Brano citato —
··········
Pope. Per semplice, liberissima pittura: dalle superfici alle "colonne"

di Dino Marangon

Fatte proprie le raffinate tecniche e le segrete alchimie della pittura, profondamente sperimentate nel corso di una complessa formazione, perfezionata facendo tesoro delle straordinarie risorse di 'mestiere' di un 'maestro' come Bruno Saetti, Pope, quasi "... ossessionato da un'esigenza di rigore assoluto ..." [1] già durante il suo alunnato accademico ha saputo superare le vischiose lusinghe di ogni mera abilità esteriore, indirizzando subito i propri impulsi creativi all'interno di una solida prospettiva analitica.

Dopo un ciclo di opere incentrate sull'esplorazione della "forma intesa come ritmo spaziale ... ripartito o scandito all'insegna d'una misura colma di silenzi dilatati anche se non alieni da un impegno creativo del colore, esperito quasi sempre con un suggestivo, quanto costruttivo sentimento pittorico della materia...", come ha scritto Rinaldo Fran-Burattin [2], Pope, già a partire dai primi anni Settanta, verrà infatti realizzando un'ampia serie di dipinti caratterizzati dalla premeditata e pervasiva iterazione di bande cromatiche di uguale larghezza inclinate di 45 gradi, a coprire interamente la superficie del quadro.

La apparente estrema semplicità del tessuto pittorico, l'inappuntabile ripetizione modulare e l'assoluta uniformità della stesura del colore - acrilico e molto diluito, fino a penetrare completamente nella tramatura della tela - contribuivano ad evidenziare in quei lavori il superamento di ogni immediata esplicazione della soggettività dell'artista e il conseguente, voluto, distacco tra la concezione logica e strutturale dei dipinto e la sua concreta esecuzione.
··········
Record di punti etichettati
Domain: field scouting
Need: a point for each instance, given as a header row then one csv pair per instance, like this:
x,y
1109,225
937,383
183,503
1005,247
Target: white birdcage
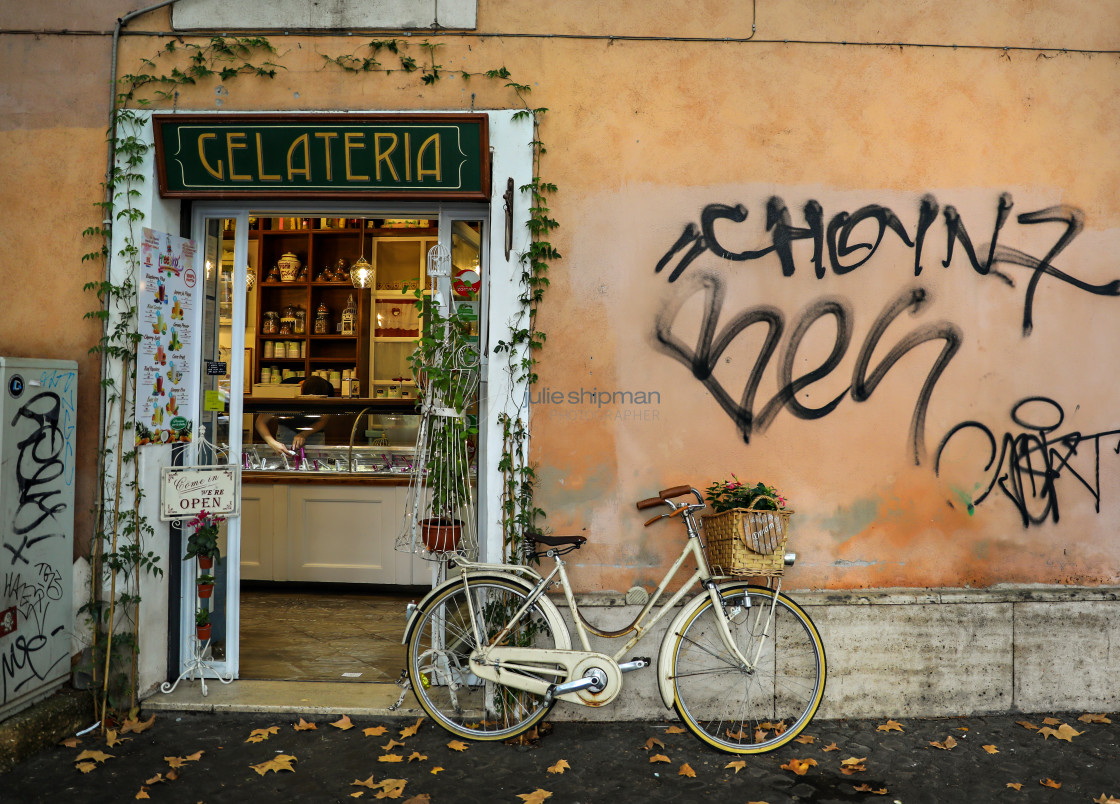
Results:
x,y
440,503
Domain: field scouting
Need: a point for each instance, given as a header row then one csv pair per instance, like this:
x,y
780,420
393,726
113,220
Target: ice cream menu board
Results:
x,y
165,401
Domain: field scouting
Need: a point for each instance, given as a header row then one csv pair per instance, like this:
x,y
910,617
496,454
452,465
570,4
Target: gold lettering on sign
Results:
x,y
434,140
220,174
327,136
383,156
260,162
348,139
306,170
231,146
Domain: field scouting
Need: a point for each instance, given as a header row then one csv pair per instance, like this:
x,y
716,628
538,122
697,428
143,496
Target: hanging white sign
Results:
x,y
188,491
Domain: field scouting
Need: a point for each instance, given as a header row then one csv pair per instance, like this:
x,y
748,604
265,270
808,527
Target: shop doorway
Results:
x,y
309,586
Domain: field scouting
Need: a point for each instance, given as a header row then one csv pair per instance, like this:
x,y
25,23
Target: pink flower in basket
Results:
x,y
726,495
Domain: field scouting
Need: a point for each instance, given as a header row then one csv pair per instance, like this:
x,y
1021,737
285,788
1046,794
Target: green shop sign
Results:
x,y
217,156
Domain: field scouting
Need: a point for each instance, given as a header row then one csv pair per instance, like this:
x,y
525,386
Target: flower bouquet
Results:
x,y
747,533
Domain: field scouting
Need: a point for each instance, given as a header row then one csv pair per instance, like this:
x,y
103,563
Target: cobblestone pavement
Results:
x,y
607,764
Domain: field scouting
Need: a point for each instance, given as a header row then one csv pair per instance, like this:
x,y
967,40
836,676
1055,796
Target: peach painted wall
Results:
x,y
643,137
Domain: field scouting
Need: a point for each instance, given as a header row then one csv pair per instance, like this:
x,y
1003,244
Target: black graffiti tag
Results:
x,y
847,252
1026,466
702,360
39,468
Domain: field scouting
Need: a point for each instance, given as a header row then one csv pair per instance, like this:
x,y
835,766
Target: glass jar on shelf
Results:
x,y
323,320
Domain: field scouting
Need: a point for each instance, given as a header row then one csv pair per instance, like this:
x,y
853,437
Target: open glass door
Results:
x,y
218,365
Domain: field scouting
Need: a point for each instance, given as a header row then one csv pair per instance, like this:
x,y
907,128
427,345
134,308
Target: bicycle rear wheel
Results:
x,y
758,708
439,652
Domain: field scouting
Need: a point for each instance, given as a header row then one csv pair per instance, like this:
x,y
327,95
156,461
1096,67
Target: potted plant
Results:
x,y
747,533
202,543
445,363
203,625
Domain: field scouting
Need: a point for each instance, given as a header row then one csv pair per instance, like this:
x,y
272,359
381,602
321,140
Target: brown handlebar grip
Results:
x,y
674,492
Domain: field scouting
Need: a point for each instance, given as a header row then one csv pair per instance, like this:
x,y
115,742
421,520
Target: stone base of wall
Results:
x,y
922,653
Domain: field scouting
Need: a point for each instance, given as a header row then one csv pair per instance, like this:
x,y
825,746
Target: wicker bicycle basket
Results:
x,y
747,541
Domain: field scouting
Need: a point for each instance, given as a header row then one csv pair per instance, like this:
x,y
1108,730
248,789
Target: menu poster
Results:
x,y
165,401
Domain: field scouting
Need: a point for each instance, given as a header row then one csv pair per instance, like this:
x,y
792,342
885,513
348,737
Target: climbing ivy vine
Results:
x,y
118,555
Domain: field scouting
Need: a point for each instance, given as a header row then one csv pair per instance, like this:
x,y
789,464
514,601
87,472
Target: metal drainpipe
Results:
x,y
108,221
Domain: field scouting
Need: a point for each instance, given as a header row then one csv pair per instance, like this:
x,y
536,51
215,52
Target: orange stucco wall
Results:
x,y
643,138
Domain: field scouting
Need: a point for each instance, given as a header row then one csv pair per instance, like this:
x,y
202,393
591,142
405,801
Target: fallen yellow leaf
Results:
x,y
261,735
95,756
281,762
799,766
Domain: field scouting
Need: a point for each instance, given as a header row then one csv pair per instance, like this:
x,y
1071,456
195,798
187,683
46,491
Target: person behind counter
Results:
x,y
298,430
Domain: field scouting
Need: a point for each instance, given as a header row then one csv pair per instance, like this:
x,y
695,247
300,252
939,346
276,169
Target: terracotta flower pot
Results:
x,y
440,535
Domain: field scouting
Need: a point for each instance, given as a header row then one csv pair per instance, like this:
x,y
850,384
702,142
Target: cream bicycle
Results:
x,y
490,654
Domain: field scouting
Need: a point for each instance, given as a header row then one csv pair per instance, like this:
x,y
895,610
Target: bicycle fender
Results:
x,y
665,657
556,619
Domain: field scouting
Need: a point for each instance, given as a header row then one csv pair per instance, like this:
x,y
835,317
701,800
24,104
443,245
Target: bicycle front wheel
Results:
x,y
758,707
439,652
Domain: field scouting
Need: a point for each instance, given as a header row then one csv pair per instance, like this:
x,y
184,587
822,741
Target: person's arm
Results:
x,y
263,420
302,436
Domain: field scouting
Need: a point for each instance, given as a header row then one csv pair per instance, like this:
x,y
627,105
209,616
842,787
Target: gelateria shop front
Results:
x,y
315,235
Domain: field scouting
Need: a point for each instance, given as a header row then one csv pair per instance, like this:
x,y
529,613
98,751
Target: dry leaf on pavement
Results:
x,y
280,762
261,735
1063,732
799,766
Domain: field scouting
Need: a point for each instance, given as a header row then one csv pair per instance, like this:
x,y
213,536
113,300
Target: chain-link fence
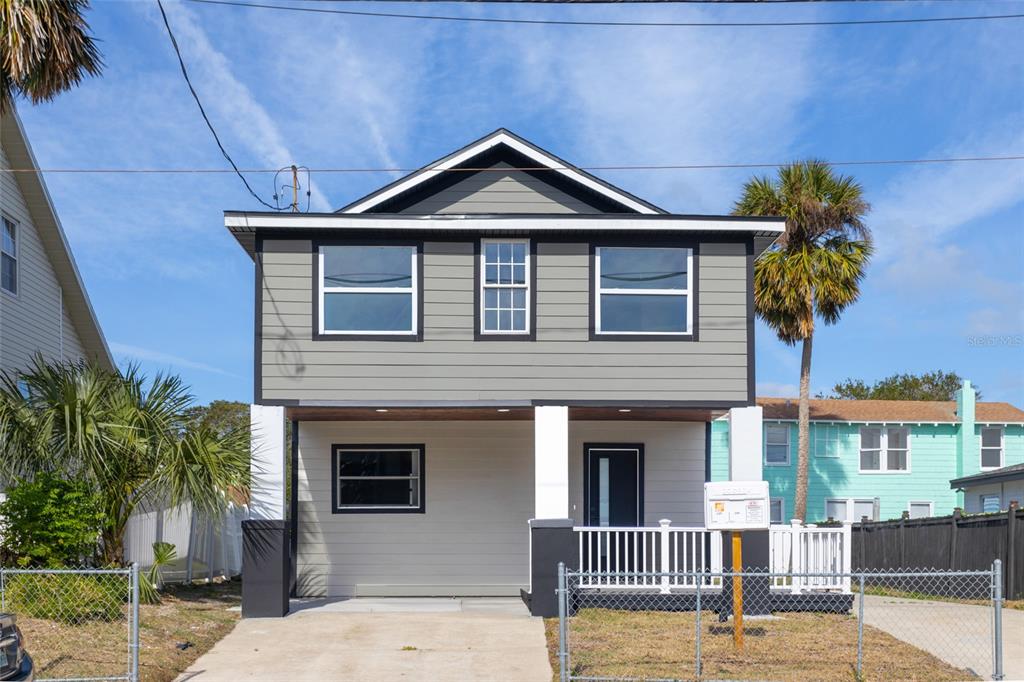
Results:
x,y
910,625
78,625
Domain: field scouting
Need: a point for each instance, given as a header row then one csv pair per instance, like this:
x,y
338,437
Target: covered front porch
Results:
x,y
500,495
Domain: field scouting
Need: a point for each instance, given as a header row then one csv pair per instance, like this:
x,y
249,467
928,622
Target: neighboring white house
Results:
x,y
474,361
44,307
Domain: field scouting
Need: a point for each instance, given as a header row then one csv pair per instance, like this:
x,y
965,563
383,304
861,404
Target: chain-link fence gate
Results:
x,y
858,626
78,624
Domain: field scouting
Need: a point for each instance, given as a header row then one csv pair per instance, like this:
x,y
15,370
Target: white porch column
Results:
x,y
745,433
267,462
551,462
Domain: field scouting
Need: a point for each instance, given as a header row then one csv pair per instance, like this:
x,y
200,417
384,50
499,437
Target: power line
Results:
x,y
184,72
486,19
505,169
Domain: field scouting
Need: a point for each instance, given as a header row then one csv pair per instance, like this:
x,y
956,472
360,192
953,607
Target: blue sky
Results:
x,y
173,291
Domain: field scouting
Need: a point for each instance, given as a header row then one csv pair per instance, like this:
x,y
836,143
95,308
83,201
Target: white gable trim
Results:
x,y
500,137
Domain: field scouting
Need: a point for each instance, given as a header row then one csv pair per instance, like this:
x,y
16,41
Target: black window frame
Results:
x,y
420,509
354,242
693,293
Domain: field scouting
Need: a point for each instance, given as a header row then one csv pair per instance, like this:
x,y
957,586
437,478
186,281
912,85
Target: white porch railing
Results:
x,y
645,551
800,549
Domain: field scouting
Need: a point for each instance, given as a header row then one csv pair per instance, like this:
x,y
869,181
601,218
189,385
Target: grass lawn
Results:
x,y
793,646
197,613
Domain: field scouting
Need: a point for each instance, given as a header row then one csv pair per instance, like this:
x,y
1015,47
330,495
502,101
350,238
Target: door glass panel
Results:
x,y
602,492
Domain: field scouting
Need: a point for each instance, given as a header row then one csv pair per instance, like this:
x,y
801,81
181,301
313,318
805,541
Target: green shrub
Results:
x,y
70,598
49,522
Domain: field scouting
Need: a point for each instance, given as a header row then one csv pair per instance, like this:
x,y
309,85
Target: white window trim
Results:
x,y
931,506
484,286
788,448
981,502
883,451
13,256
416,452
850,504
688,292
414,291
982,449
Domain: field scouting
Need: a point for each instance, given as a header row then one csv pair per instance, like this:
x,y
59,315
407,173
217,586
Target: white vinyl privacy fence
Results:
x,y
207,548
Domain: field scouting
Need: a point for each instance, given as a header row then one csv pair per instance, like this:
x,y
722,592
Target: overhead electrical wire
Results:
x,y
495,19
638,167
216,137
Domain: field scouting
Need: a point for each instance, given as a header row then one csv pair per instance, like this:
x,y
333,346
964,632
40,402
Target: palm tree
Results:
x,y
45,48
125,434
812,271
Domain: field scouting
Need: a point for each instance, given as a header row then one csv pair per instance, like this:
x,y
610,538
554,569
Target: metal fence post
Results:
x,y
698,666
133,673
860,631
997,620
563,649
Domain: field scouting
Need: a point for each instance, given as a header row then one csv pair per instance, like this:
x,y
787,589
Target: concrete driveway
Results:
x,y
383,639
958,634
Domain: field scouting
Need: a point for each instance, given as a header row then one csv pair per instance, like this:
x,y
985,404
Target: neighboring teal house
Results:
x,y
882,458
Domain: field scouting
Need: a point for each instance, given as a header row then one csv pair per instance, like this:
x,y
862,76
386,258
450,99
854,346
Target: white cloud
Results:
x,y
230,102
134,352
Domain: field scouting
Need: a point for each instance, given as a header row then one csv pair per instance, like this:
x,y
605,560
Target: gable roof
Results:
x,y
486,152
44,218
889,411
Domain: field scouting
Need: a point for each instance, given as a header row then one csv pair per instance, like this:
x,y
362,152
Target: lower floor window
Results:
x,y
378,478
850,510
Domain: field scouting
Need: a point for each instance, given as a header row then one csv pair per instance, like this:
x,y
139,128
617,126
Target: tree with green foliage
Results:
x,y
936,385
49,522
45,48
813,270
127,436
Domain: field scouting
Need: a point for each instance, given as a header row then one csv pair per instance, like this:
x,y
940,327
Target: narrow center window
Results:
x,y
505,287
643,290
368,290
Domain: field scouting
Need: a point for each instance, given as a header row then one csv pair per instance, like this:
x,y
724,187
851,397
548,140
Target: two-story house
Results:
x,y
883,458
44,307
480,355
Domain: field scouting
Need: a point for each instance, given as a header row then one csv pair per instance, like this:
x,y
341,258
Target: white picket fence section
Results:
x,y
809,549
644,551
206,548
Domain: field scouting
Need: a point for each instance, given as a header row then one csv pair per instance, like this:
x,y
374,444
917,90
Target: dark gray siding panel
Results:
x,y
449,365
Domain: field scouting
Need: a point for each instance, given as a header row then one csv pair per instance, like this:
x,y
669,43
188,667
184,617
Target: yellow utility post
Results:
x,y
737,590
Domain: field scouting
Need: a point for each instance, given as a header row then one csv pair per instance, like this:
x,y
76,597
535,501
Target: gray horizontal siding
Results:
x,y
31,322
492,192
473,538
449,365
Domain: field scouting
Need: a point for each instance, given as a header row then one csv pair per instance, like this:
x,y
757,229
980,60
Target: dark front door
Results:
x,y
613,484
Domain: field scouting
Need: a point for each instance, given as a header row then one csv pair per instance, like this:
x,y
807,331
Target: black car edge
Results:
x,y
15,664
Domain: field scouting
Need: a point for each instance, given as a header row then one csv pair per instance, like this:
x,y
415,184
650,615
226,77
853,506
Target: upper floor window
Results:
x,y
368,290
505,287
885,449
8,256
641,290
777,444
991,446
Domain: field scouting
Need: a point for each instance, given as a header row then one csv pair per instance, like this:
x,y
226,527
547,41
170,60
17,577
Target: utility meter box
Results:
x,y
736,505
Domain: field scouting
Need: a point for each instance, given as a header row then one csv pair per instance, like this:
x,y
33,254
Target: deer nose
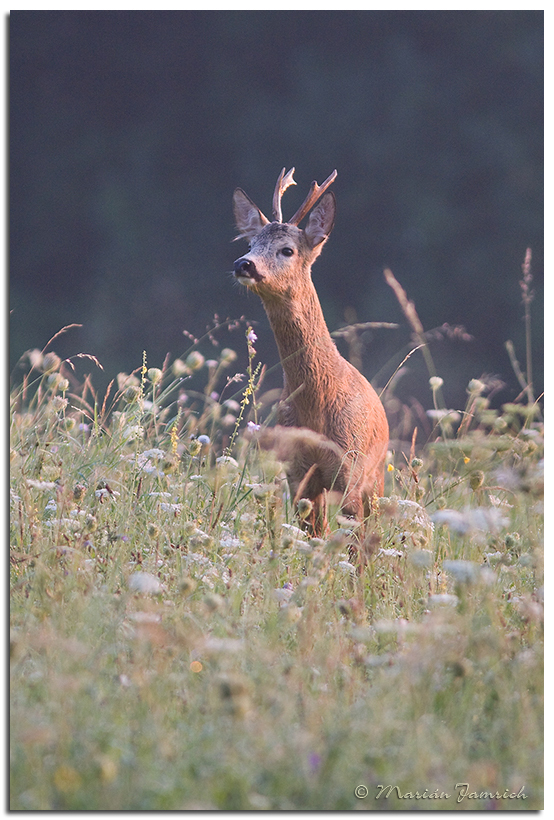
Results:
x,y
246,269
243,266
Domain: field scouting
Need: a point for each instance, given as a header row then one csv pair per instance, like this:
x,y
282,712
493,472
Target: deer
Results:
x,y
332,432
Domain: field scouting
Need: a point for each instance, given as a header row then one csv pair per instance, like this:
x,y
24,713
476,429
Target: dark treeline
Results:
x,y
130,130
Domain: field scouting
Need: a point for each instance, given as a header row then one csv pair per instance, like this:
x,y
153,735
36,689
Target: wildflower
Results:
x,y
229,461
155,375
125,380
179,368
194,447
35,358
232,405
195,360
174,508
476,479
227,355
475,387
50,363
305,507
187,586
91,523
50,509
59,404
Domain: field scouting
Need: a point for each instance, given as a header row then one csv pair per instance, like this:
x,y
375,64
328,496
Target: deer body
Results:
x,y
334,433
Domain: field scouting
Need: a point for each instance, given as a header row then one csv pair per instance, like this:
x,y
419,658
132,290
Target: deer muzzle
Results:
x,y
246,271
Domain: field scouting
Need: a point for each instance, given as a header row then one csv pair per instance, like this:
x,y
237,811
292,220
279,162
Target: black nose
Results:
x,y
244,267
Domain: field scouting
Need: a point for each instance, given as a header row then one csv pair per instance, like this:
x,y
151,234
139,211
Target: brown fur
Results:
x,y
322,391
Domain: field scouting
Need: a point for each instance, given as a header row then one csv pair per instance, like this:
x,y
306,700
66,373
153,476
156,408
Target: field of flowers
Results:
x,y
179,642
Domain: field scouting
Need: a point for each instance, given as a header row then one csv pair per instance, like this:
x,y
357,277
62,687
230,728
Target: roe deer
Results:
x,y
343,436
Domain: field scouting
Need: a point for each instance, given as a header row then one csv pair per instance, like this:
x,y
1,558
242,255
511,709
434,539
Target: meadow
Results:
x,y
178,641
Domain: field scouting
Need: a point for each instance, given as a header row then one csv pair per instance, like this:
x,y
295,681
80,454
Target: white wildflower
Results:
x,y
291,530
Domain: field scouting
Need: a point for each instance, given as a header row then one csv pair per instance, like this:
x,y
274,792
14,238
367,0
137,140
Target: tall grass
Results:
x,y
179,642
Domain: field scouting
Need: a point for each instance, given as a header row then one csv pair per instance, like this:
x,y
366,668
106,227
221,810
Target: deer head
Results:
x,y
281,253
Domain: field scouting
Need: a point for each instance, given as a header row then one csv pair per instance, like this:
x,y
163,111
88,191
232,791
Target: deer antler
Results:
x,y
284,181
316,191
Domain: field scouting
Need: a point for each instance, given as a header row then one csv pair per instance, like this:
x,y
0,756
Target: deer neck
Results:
x,y
306,349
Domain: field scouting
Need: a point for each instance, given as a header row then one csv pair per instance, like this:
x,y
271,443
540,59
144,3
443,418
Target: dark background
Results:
x,y
130,130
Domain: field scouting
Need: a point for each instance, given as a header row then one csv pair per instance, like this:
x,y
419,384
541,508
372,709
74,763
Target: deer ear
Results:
x,y
248,217
321,221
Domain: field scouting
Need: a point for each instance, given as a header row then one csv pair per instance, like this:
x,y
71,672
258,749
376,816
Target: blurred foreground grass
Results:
x,y
178,642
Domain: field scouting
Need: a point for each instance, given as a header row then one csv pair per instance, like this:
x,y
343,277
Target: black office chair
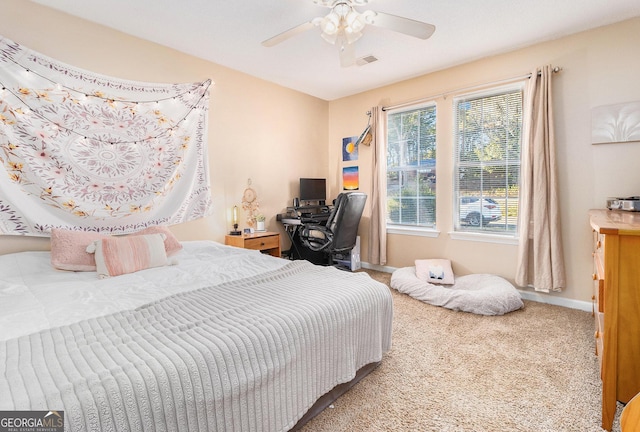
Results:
x,y
338,236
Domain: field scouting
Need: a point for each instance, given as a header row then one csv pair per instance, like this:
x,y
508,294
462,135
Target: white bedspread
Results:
x,y
229,340
35,296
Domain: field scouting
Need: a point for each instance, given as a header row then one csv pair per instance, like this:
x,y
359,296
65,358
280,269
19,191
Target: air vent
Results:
x,y
366,60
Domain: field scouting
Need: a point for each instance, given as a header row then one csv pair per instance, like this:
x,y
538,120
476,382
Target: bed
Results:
x,y
227,339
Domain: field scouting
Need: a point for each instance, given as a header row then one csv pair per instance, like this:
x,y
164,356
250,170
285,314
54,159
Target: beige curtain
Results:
x,y
540,256
378,223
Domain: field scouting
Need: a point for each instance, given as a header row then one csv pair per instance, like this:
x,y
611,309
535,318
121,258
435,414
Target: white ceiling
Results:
x,y
230,32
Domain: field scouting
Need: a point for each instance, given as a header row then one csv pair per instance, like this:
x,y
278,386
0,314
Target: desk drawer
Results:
x,y
262,243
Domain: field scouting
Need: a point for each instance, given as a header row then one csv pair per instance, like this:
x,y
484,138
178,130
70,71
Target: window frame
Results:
x,y
410,229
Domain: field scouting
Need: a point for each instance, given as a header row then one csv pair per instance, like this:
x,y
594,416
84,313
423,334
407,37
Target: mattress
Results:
x,y
228,339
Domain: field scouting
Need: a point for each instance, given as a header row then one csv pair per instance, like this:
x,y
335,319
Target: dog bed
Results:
x,y
482,294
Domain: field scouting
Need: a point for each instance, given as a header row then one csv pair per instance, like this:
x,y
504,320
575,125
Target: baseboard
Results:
x,y
525,294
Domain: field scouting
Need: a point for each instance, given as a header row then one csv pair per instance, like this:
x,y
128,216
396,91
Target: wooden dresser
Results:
x,y
616,254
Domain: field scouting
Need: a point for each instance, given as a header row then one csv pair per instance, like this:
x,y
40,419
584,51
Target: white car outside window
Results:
x,y
478,212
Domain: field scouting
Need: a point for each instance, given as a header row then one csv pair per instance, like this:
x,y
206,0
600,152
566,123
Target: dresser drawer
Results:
x,y
261,243
598,283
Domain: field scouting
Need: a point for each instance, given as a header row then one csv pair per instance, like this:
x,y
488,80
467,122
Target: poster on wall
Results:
x,y
350,178
615,123
349,149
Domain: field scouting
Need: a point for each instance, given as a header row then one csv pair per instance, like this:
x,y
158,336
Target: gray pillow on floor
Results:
x,y
482,294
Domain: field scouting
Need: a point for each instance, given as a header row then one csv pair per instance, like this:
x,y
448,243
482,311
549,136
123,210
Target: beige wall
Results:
x,y
257,130
600,67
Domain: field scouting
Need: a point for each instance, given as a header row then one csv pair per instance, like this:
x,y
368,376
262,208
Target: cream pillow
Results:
x,y
121,255
171,243
69,249
437,271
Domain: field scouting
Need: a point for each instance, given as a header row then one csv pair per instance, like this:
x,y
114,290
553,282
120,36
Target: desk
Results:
x,y
268,242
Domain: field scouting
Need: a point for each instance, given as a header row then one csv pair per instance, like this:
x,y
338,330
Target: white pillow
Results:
x,y
437,271
121,255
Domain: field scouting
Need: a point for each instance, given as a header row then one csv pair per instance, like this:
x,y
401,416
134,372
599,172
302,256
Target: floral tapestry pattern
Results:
x,y
89,152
··········
Cosa fare —
1) Nel brano su Pope, di quanti gradi sono inclinate le bande cromatiche dei dipinti che l'artista realizza dai primi anni Settanta?
2) Ricopia dal brano su Pope il tratto compreso tra "di Dino Marangon" e "solida prospettiva analitica.", estremi inclusi.
3) Prosegui il testo sulla pittura di Pope dal punto in cui si interrompe.

Risposte per compito —
1) Sono inclinate di 45 gradi.

2)
di Dino Marangon

Fatte proprie le raffinate tecniche e le segrete alchimie della pittura, profondamente sperimentate nel corso di una complessa formazione, perfezionata facendo tesoro delle straordinarie risorse di 'mestiere' di un 'maestro' come Bruno Saetti, Pope, quasi "... ossessionato da un'esigenza di rigore assoluto ..." [1] già durante il suo alunnato accademico ha saputo superare le vischiose lusinghe di ogni mera abilità esteriore, indirizzando subito i propri impulsi creativi all'interno di una solida prospettiva analitica.

3)
In questo modo, come ha osservato Giorgio Cortenova, mentre dipinge, "... l'artista rinuncia a 'inventare' spazi e superfici e lavora su queste ultime in chiave riflessiva, privilegiando l'operatività e operando concettualmente al suo interno ..." mentre il quadro "... diventa il punto d'incontro sia dei momento fattuale che di quello mentale". [3]

Ma, nonostante la voluta, apparente banalità, le opere così realizzate andranno tuttavia arricchendosi di molteplici significati: la sequenza contigua di due toni leggermente discontinui dello stesso colore che animano sottilmente l'uniformità della superficie di illusive emergenze spaziali, darà infatti vita ad una silenziosa verifica cromologico-percettiva, mentre l'insistita bipartizione del tono di colore prescelto, potrà perfino apparire come una lontana allusione alla struttura filamentosa della pennellata divisionista.[4]

"L'apparente monotonia di una struttura che sfrutta con artigianale pazienza e solida razionalità il rapporto che si instaura fra spirito di geometria e spirito della luce..." andrà allora configurandosi, come ha scritto il poeta Tito Maniacco, come "un lungo e fantasioso viaggio".[5] Prenderà insomma avvio un imprevedibile percorso dell'immaginazione che, ad esempio, nella costante inclinazione delle sottili strisce colorate e nella conseguente variazione della lunghezza di ciascuna di esse, farà affiorare sottili differenze, impercettibili incertezze, invisibili squilibri, impalpabili riferimenti e rimandi che sembrano, forse, adombrare segrete volontà di 'uscir fuori', silenziose propensioni a non tener conto della staticità e della conclusa perpendicolarità del supporto, quasi invitando "... a seguitare quei segni, a costruire altri ipotetici piani"[6]: non a caso Pope verrà intanto strutturando i propri lavori a dittico, a trittico, o a polittico, in sequenze nelle quali lo spazio circostante entra a far parte dell'opera come cesura, come stacco, ma anche come campo di espansione.

Si formeranno così variabili concatenazioni all'interno delle quali l'inserimento, nella reiterata successione delle superfici a strisce di pannelli assolutamente monocromi, assumerà l'aspetto di pausa e di modulazione ritmica.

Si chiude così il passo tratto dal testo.